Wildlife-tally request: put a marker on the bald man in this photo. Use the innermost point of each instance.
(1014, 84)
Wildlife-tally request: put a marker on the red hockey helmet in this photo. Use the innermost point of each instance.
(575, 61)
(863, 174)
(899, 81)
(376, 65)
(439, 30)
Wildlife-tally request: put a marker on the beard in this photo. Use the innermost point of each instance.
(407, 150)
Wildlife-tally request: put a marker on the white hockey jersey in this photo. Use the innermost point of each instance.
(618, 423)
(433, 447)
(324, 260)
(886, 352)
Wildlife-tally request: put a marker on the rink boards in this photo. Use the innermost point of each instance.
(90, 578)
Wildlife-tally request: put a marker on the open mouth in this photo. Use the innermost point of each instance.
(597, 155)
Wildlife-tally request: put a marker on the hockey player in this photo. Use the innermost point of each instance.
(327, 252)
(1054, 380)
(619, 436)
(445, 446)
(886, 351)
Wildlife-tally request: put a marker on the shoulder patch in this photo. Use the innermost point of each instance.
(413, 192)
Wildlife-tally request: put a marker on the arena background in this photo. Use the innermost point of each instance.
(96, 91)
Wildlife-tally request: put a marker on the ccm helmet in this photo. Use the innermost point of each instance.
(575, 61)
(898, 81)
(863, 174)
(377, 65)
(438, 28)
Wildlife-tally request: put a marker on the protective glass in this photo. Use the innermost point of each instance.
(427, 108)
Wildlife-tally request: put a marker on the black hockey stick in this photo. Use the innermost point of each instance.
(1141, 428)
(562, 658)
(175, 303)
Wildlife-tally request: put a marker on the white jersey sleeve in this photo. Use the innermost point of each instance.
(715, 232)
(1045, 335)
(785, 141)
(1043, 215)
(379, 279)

What this task involves:
Each line of the material above needs to be quoted exactly, please.

Response below:
Wildlife-tally request: put a marker on the bald man in this photo. Use the innermost point of each instance.
(1014, 84)
Wildlife-tally request: put a marker on the red hockey helmet in this photo. Use the innermost point of each instance.
(575, 61)
(863, 174)
(899, 81)
(376, 65)
(439, 30)
Wildlife-tally request: put a marker on the beard in this photo. Use the innermost point of each instance.
(407, 150)
Wildlife-tally request: put a marker on the white hockey jersey in this photo. Use the innermost point of each instance.
(618, 423)
(433, 447)
(324, 260)
(886, 352)
Wildlife-tally request: put a marker on the rink boards in this photo. Use the innermost point of each instance.
(90, 578)
Wildlife-tally request: put a marker on the open mouth in this photo. Use the innermost point of each instance.
(597, 155)
Wildlife-tally request: put a marker on the hockey player in this photo. Use the innermost point of each instance.
(327, 252)
(1054, 380)
(619, 436)
(445, 446)
(886, 351)
Wildlife-tally request: put a marker on the shoulder patch in this photo. Use the innermost point of each instance.
(413, 192)
Wildlife-tally request: put a marker on the arena background in this photo. Use the innermost point of each instance.
(96, 91)
Wildlife-tally request: put a marker on the ccm helmet in this photo. Use the innermost point of each instance.
(575, 61)
(898, 81)
(863, 174)
(377, 65)
(438, 28)
Wildlife-tally request: put a marker on the protective glass in this photo. Use the innermost point of each instance.
(427, 108)
Wildlife-tally request: put a marker on the black hockey stick in this photo. Use the innermost point of each instance.
(1141, 428)
(562, 658)
(175, 303)
Wildlife-tally request: put a marker on the white jersey sleeve in this photo. Use the innermost point of each instance.
(715, 232)
(1045, 335)
(785, 141)
(1043, 215)
(379, 279)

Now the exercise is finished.